§ **YOUR INSTRUCTIONS**: Your reply should reproduce all the data below exactly while excluding the pictures.

§ **INFORMATION**:
= Beginning of Section =
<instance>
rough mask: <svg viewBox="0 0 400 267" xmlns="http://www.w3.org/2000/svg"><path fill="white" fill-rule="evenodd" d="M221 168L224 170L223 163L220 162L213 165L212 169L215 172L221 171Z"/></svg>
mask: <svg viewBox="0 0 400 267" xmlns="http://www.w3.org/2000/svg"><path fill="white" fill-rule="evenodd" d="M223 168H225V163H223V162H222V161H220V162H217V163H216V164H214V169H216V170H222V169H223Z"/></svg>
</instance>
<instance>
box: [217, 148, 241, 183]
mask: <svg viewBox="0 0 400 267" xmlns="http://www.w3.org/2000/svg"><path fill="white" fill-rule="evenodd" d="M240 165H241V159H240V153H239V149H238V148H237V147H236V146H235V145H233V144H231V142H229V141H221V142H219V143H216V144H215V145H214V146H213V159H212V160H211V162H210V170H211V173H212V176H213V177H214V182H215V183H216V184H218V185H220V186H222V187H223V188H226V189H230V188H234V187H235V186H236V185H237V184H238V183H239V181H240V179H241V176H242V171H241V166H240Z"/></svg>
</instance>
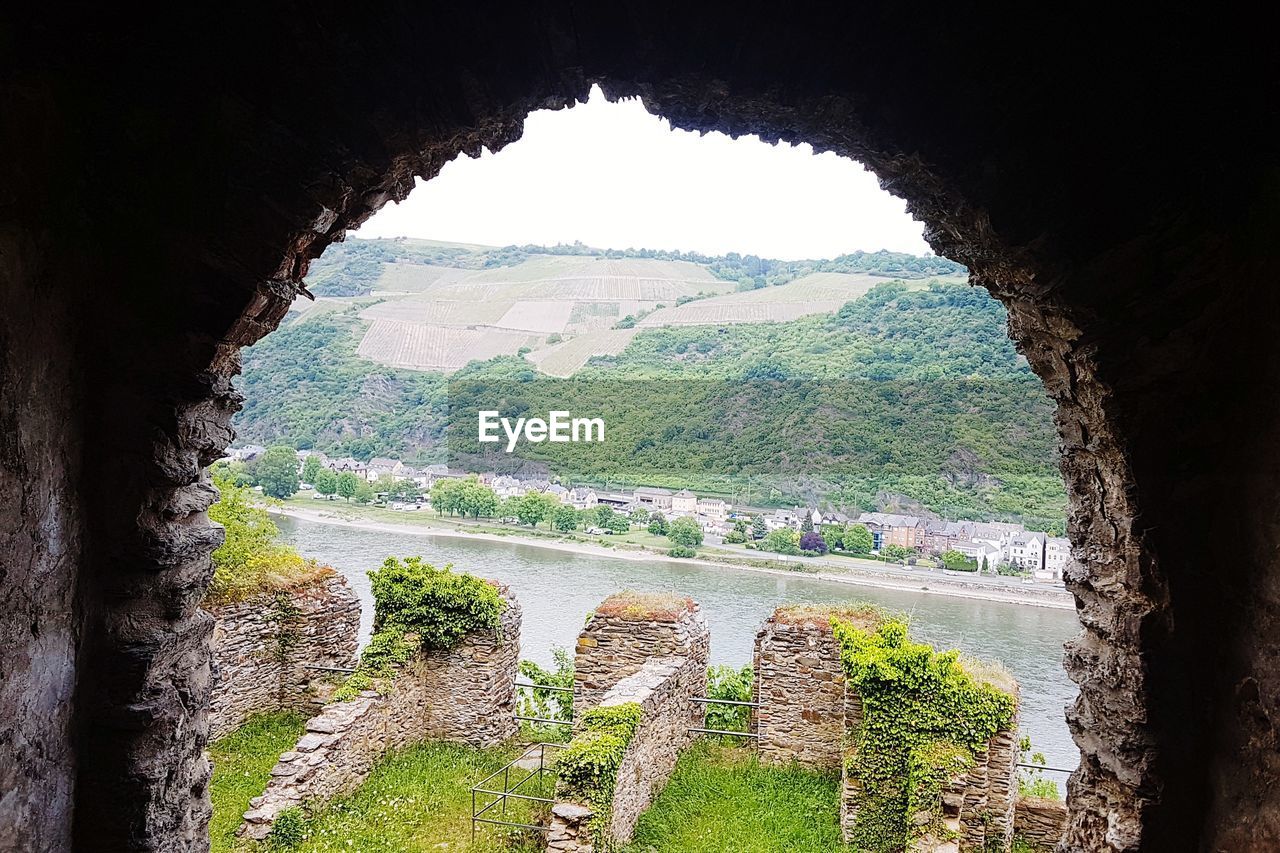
= End of Section =
§ **ANSWER SECTION**:
<instance>
rough mask: <svg viewBox="0 0 400 267" xmlns="http://www.w3.org/2000/svg"><path fill="white" fill-rule="evenodd" d="M221 168L224 170L223 163L220 162L213 165L212 169L215 172L221 171Z"/></svg>
mask: <svg viewBox="0 0 400 267" xmlns="http://www.w3.org/2000/svg"><path fill="white" fill-rule="evenodd" d="M223 168H225V163H223V162H222V161H220V162H217V163H216V164H214V169H216V170H222V169H223Z"/></svg>
</instance>
<instance>
box: [217, 148, 241, 183]
mask: <svg viewBox="0 0 400 267" xmlns="http://www.w3.org/2000/svg"><path fill="white" fill-rule="evenodd" d="M240 165H241V159H240V153H239V149H238V148H237V147H236V146H235V145H233V144H231V142H229V141H221V142H219V143H216V144H215V145H214V146H213V159H212V160H211V162H210V170H211V173H212V176H213V177H214V182H215V183H216V184H218V185H220V186H222V187H223V188H226V189H230V188H234V187H235V186H236V185H237V184H238V183H239V181H240V179H241V176H242V171H241V166H240Z"/></svg>
</instance>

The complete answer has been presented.